» Work item
Only one stretch of the data is wanted: the line containing "Target: eyeglasses", the line containing "[locate] the plaid", and every line between them, copied exactly.

━━━━━ Data for the task

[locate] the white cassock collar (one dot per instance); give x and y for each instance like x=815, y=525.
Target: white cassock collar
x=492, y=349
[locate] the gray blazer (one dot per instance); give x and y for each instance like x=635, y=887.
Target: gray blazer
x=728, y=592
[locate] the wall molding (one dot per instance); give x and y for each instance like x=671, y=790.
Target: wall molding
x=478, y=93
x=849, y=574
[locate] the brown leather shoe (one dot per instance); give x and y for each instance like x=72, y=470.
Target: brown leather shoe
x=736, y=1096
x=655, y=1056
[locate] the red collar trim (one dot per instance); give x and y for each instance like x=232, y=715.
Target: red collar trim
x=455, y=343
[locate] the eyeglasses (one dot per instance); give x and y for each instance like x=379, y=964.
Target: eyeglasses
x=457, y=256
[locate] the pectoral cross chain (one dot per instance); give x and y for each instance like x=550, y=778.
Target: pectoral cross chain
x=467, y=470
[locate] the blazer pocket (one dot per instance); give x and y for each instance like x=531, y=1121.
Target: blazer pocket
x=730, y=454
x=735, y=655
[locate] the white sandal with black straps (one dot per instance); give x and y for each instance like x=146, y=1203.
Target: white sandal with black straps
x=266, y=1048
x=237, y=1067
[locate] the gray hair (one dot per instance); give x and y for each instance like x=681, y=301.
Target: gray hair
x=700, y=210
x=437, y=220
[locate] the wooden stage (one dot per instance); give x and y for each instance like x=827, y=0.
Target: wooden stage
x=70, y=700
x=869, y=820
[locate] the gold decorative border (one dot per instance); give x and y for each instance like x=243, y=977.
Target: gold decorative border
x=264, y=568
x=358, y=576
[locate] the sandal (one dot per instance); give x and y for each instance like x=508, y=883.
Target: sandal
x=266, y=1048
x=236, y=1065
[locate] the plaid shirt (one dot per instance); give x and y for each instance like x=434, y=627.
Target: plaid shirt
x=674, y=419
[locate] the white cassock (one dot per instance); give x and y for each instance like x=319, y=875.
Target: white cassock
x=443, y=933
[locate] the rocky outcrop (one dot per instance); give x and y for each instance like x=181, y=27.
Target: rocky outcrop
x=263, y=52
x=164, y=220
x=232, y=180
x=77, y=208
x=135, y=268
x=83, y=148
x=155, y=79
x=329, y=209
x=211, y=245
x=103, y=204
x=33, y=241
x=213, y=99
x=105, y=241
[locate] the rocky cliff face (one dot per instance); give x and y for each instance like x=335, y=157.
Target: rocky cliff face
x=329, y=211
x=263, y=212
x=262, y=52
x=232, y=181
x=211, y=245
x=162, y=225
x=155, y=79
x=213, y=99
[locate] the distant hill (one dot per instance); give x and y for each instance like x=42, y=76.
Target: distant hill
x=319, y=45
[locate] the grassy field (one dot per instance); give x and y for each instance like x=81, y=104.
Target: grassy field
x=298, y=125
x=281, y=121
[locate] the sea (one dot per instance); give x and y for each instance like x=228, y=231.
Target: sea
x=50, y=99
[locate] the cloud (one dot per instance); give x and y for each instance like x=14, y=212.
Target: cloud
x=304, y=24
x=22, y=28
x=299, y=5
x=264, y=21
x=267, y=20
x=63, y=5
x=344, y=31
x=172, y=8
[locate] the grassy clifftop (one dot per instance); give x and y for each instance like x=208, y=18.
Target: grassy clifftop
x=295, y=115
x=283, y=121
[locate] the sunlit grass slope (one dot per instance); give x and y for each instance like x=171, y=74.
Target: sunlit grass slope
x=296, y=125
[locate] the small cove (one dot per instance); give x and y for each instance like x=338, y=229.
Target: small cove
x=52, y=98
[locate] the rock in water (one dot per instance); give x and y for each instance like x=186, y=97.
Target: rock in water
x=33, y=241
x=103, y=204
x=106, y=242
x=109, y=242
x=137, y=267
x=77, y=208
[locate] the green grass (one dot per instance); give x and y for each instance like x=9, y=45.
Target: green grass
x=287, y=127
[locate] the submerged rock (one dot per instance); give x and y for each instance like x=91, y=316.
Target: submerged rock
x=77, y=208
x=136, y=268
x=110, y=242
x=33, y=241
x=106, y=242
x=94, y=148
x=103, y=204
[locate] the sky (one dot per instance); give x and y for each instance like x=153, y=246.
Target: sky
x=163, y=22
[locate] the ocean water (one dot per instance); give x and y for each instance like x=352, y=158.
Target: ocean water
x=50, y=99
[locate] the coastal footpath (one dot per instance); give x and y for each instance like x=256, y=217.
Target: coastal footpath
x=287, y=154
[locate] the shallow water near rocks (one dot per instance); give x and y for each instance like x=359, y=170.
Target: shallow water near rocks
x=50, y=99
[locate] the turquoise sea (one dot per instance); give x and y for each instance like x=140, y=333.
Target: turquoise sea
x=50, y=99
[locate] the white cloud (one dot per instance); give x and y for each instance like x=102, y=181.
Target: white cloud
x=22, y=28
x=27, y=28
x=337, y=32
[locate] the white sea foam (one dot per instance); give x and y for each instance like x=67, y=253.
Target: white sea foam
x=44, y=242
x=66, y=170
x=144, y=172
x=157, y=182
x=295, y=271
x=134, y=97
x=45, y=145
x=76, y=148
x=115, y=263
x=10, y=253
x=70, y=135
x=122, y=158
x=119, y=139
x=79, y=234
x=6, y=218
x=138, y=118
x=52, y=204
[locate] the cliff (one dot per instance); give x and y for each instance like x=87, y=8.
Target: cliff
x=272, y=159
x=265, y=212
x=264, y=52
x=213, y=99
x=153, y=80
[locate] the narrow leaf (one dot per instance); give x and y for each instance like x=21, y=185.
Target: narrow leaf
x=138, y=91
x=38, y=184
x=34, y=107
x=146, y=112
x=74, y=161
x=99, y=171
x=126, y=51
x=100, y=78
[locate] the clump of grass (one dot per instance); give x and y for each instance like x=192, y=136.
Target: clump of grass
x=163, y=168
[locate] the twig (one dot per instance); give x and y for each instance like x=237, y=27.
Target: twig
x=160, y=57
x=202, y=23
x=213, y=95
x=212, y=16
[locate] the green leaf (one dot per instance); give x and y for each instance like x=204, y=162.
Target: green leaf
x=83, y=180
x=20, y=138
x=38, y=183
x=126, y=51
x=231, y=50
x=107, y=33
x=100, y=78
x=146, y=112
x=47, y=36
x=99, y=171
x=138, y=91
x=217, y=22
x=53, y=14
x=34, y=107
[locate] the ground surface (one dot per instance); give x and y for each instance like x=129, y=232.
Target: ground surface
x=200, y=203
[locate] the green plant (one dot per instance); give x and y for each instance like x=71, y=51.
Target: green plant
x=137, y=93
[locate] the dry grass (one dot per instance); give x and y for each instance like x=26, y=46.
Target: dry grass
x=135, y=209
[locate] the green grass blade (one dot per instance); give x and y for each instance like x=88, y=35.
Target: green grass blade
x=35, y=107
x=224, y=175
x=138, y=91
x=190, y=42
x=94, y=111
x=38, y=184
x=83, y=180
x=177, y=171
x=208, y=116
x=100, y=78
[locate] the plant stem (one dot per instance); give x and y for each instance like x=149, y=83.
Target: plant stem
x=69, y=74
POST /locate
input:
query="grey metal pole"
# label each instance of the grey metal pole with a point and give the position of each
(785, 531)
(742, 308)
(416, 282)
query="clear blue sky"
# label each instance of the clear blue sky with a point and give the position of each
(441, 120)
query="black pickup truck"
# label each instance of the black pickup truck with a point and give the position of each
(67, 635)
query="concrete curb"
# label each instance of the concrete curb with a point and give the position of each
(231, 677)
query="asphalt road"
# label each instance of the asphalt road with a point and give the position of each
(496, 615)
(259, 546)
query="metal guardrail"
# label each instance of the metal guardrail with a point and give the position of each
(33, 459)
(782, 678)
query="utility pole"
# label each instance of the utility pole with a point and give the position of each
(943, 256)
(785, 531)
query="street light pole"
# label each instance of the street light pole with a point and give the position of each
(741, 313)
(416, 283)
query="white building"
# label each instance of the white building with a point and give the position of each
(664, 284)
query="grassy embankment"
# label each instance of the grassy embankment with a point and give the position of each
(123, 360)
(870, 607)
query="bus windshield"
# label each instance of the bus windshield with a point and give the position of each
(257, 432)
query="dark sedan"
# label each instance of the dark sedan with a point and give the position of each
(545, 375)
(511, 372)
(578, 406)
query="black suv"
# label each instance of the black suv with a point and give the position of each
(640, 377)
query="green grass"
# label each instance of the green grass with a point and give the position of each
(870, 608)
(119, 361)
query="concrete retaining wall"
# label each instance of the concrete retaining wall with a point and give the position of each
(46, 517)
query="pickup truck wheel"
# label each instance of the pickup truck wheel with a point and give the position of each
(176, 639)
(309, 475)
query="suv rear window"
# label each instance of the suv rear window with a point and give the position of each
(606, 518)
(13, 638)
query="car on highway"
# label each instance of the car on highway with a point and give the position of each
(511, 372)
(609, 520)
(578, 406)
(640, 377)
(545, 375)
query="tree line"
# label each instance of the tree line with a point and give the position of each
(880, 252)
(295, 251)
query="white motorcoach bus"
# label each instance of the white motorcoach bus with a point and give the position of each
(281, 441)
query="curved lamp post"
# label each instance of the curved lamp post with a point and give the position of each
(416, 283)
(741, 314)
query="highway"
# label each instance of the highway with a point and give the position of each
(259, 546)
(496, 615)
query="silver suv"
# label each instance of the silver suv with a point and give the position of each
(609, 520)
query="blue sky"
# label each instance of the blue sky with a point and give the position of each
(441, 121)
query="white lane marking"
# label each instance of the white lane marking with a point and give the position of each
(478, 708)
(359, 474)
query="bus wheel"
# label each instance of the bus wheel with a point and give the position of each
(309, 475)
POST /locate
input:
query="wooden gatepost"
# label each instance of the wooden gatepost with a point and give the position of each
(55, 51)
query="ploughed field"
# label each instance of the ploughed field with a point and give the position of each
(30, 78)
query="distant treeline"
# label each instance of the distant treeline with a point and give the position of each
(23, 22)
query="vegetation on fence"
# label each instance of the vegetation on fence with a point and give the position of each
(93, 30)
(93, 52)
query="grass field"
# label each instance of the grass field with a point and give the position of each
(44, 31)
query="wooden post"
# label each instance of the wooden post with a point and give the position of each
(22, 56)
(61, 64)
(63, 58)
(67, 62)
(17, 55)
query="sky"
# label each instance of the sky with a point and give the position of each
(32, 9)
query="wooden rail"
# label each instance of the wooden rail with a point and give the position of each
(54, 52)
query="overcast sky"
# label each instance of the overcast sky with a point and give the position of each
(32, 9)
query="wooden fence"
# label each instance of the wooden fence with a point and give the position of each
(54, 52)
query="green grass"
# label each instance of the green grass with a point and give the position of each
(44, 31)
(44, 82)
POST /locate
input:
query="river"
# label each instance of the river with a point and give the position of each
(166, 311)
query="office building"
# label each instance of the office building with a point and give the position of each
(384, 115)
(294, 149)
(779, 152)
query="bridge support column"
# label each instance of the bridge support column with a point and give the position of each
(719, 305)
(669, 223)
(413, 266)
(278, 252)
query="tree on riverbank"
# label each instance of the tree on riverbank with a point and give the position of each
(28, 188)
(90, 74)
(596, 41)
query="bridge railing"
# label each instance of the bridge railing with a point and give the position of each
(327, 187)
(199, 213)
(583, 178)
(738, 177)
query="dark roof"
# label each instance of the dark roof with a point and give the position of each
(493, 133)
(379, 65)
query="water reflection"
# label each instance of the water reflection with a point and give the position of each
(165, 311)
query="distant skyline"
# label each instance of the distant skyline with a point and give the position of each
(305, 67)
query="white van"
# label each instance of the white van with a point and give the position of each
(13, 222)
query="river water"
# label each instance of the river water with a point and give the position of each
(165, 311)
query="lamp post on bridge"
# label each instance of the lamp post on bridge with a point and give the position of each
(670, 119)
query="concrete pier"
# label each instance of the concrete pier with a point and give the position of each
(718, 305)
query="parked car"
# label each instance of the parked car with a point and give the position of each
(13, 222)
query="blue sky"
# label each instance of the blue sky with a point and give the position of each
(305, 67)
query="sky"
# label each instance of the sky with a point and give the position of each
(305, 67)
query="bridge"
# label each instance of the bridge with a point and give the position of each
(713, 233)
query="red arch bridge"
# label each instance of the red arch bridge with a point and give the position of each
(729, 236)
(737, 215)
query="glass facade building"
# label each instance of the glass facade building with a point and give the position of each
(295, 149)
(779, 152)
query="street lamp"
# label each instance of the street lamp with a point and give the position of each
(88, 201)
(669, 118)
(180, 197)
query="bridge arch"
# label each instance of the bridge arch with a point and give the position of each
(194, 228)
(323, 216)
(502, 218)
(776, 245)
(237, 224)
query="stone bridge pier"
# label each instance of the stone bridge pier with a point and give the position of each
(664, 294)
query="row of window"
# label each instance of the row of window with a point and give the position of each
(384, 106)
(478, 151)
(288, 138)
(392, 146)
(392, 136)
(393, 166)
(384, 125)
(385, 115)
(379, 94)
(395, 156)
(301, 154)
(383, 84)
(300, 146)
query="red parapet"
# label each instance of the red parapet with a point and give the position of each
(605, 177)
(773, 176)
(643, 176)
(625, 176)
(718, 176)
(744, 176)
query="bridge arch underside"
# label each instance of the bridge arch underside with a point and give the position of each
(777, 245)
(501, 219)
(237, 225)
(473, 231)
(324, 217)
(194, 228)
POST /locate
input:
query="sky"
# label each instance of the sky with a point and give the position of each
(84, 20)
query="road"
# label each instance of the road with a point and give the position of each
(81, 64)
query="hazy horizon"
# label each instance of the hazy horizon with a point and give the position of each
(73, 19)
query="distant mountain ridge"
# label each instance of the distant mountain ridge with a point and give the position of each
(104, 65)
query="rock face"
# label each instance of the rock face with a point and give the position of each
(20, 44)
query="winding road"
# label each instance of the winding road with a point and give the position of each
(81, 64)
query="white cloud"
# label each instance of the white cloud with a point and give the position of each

━━━━━━━━━━

» Result below
Target: eyeglasses
x=457, y=256
[locate] the pectoral cross chain (one dot per instance); give x and y for each instance like x=550, y=778.
Target: pectoral cross chain
x=467, y=470
[locate] the blazer pocket (one dot per instance); give x and y for each instance like x=531, y=1121.
Target: blazer pocket
x=730, y=454
x=735, y=655
[locate] the white sandal with black straps (one dot per instance); give x and y for each instance like x=146, y=1203.
Target: white sandal with black straps
x=266, y=1048
x=237, y=1067
[locate] the gray hair (one dot per instance); give x and y for each instance like x=681, y=301.
Target: gray hair
x=700, y=210
x=437, y=220
[locate] the wooden stage (one dot per instance); give x and y for each instance like x=827, y=0.
Target: wooden stage
x=70, y=700
x=869, y=820
[locate] the gold decorative border (one dot per instance); give x and y for each instance like x=243, y=977.
Target: gold decorative border
x=264, y=568
x=358, y=576
[locate] the sandal (one dot per instance); give x and y for each instance like x=508, y=883.
Target: sandal
x=266, y=1048
x=236, y=1065
[locate] the plaid shirt (one dot per instance); give x and y for each instance like x=434, y=627.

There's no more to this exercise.